* **WHAT THE EXERCISE ASKS**
Every line from the one containing "--target white lace ribbon on bouquet" to the last line of the listing below should be given again exactly.

[Start of Attachment]

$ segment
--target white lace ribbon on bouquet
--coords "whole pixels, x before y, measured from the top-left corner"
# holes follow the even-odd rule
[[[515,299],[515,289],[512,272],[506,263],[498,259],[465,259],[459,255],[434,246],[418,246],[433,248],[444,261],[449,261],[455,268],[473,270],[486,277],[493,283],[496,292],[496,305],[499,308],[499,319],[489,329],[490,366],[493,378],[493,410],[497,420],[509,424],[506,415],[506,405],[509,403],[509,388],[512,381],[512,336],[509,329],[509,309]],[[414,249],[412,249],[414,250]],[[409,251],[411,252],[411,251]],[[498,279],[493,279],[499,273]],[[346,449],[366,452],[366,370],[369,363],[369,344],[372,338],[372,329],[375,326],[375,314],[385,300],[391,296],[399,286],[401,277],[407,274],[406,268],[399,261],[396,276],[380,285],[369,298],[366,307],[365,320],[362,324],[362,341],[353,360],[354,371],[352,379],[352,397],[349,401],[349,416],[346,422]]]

[End of Attachment]

* **YOUR SOLUTION**
--target white lace ribbon on bouquet
--coords "whole pixels, x before y, measured from the top-left corner"
# holes follow the even-odd rule
[[[515,299],[515,289],[512,272],[506,263],[498,259],[465,259],[459,255],[434,246],[418,246],[433,248],[444,261],[449,261],[455,268],[473,270],[486,277],[493,283],[496,292],[496,305],[499,308],[499,319],[489,329],[490,366],[493,378],[493,410],[497,420],[509,424],[506,415],[506,405],[509,403],[509,388],[512,381],[512,336],[509,329],[509,309]],[[414,249],[412,249],[414,250]],[[409,251],[411,252],[411,251]],[[498,279],[493,279],[499,273]],[[346,449],[366,452],[366,370],[369,363],[369,344],[372,338],[372,329],[375,326],[375,314],[385,300],[391,296],[399,286],[401,277],[407,274],[406,268],[399,261],[396,276],[380,285],[369,298],[366,307],[365,320],[362,324],[362,341],[353,360],[354,371],[352,379],[352,397],[349,401],[349,416],[346,422]]]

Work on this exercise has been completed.